**Tugas Wajib**.
1. Salin bagian artikel tentang pemberantasan korupsi antara "REPUBLIKA.CO.ID, SURABAYA -- Pengamat" dan "subur di Indonesia.", termasuk keduanya, tanpa mengubah satu kata pun.
2. Teruskan artikel tentang pemberantasan korupsi, mulai setelah kalimat terakhir yang tercantum.

**Kutipan Teks**.

************

Selasa 22 Oct 2024 17:33 WIB

Pengamat Hukum Dukung Penuh Komitmen Prabowo Perangi Korupsi

Salah satu pemicu korupsi adalah lemahnya sistem dan kurangnya teladan dari pemimpin.

Presiden Prabowo Subianto (kanan) memberikan ucapan selamat kepada Sekretaris Kabinet Mayor Teddy Indra Wijaya (kiri) usai upacara pelantikan wakil menteri Kabinet Merah Putih di Istana Negara, Jakarta, Senin (21/10/2024). Presiden Prabowo Subianto melantik 56 wakil menteri Kabinet Merah Putih periode 2024-2029.
Foto: Republika/Edwin Dwi Putranto
Presiden Prabowo Subianto (kanan) memberikan ucapan selamat kepada Sekretaris Kabinet Mayor Teddy Indra Wijaya (kiri) usai upacara pelantikan wakil menteri Kabinet Merah Putih di Istana Negara, Jakarta, Senin (21/10/2024). Presiden Prabowo Subianto melantik 56 wakil menteri Kabinet Merah Putih periode 2024-2029.

REPUBLIKA.CO.ID, SURABAYA -- Pengamat hukum yang juga pegiat antikorupsi, Hardjuno Wiwoho mendukung penuh komitmen Presiden Prabowo Subianto dalam memerangi korupsi yang makin tumbuh subur di Indonesia.

Pasalnya, korupsi di Indonesia bukan hanya tentang perilaku individu, tetapi juga mencerminkan lemahnya sistem dan kurangnya teladan dari pemimpin.

Sebelumnya, Presiden Prabowo Subianto dalam pidato pelantikannya sebagai Presiden Republik Indonesia periode 2024-2029 mengutip pepatah "ikan busuk dari kepala".

************

**Baris Data**.
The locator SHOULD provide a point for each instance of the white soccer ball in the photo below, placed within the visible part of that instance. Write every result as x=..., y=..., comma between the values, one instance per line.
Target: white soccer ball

************

**Jawaban Latihan**.
1.
REPUBLIKA.CO.ID, SURABAYA -- Pengamat hukum yang juga pegiat antikorupsi, Hardjuno Wiwoho mendukung penuh komitmen Presiden Prabowo Subianto dalam memerangi korupsi yang makin tumbuh subur di Indonesia.

2.
Menurut kandidat Doktor Hukum dan Pembangunan dari Universitas Airlangga (Unair) ini, pepatah tersebut memiliki makna yang sangat relevan dalam konteks pemberantasan korupsi di Indonesia.

Pepatah itu mengisyaratkan bahwa jika ada kerusakan atau keburukan dalam suatu sistem, terutama dalam hal ini negara, maka kerusakan tersebut sering kali dimulai dari pimpinannya.

Pidato Presiden Prabowo kata Hardjuno secara tidak langsung menyoroti bahwa selama ini masih banyak pemimpin yang belum memberi contoh baik dalam hal integritas dan pemberantasan korupsi.

Bahkan, banyak dari mereka yang justru terjerat kasus korupsi itu sendiri.

Hardjuno mengaku sejarah korupsi di Indonesia telah menunjukkan banyak contoh di mana para pejabat tinggi, termasuk pemimpin di tingkat nasional, terlibat dalam skandal korupsi yang merugikan negara.

“Bukan hanya satu atau dua kasus, tapi kita bisa melihat banyaknya mantan menteri, kepala daerah, hingga pejabat tinggi lainnya yang ditangkap oleh Komisi Pemberantasan Korupsi (KPK). Ini menunjukkan bahwa memang ada masalah serius di tingkat pemimpin," kata Hardjuno.

Dia menambahkan bahwa korupsi di Indonesia kini berjamah. Salah satu pemicunya lemahnya sistem dan kurangnya teladan dari pemimpin.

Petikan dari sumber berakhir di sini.